==== SOURCE RECORDS

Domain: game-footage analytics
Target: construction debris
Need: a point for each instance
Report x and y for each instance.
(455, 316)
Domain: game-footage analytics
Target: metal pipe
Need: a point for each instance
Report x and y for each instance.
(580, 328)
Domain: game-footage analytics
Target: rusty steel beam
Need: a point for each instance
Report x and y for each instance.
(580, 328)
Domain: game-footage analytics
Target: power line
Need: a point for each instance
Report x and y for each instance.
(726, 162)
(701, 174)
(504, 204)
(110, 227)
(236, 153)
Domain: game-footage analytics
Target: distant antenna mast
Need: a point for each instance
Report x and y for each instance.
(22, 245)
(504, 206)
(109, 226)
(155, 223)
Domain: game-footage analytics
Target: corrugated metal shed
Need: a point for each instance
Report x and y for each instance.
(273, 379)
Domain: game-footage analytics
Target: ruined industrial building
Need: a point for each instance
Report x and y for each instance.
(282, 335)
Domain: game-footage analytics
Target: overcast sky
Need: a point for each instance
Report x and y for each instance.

========

## OBJECTIVE
Rewrite the listing above, swapping every "instance" for "occurrence" and leaving everything else unchanged.

## TASK OUTPUT
Domain: game-footage analytics
Target: construction debris
Need: a point for each occurrence
Report x and y for each occurrence.
(455, 316)
Domain: game-footage analytics
Target: metal pipe
Need: a point for each occurrence
Report x and y for each occurrence.
(580, 328)
Domain: game-footage analytics
Target: rusty steel beam
Need: a point for each occurrence
Report x and y for each occurrence.
(580, 328)
Domain: game-footage analytics
Target: power line
Need: a point for each occurrence
Report x and y for each occurrence.
(726, 162)
(701, 174)
(504, 204)
(110, 227)
(236, 153)
Domain: game-footage analytics
Target: distant antenna mast
Need: a point for each occurrence
Report x and y for each occurrence.
(22, 245)
(504, 206)
(109, 226)
(155, 223)
Domain: game-footage analytics
Target: corrugated metal shed
Need: a point for each occurrence
Report x and y for each occurrence.
(273, 379)
Domain: game-footage analytics
Target: ruined industrial building
Need: a point for each occurrence
Report x and y for each occurrence.
(282, 335)
Domain: game-footage analytics
Target: overcast sky
Need: a point for each occurrence
Report x and y for each occurrence.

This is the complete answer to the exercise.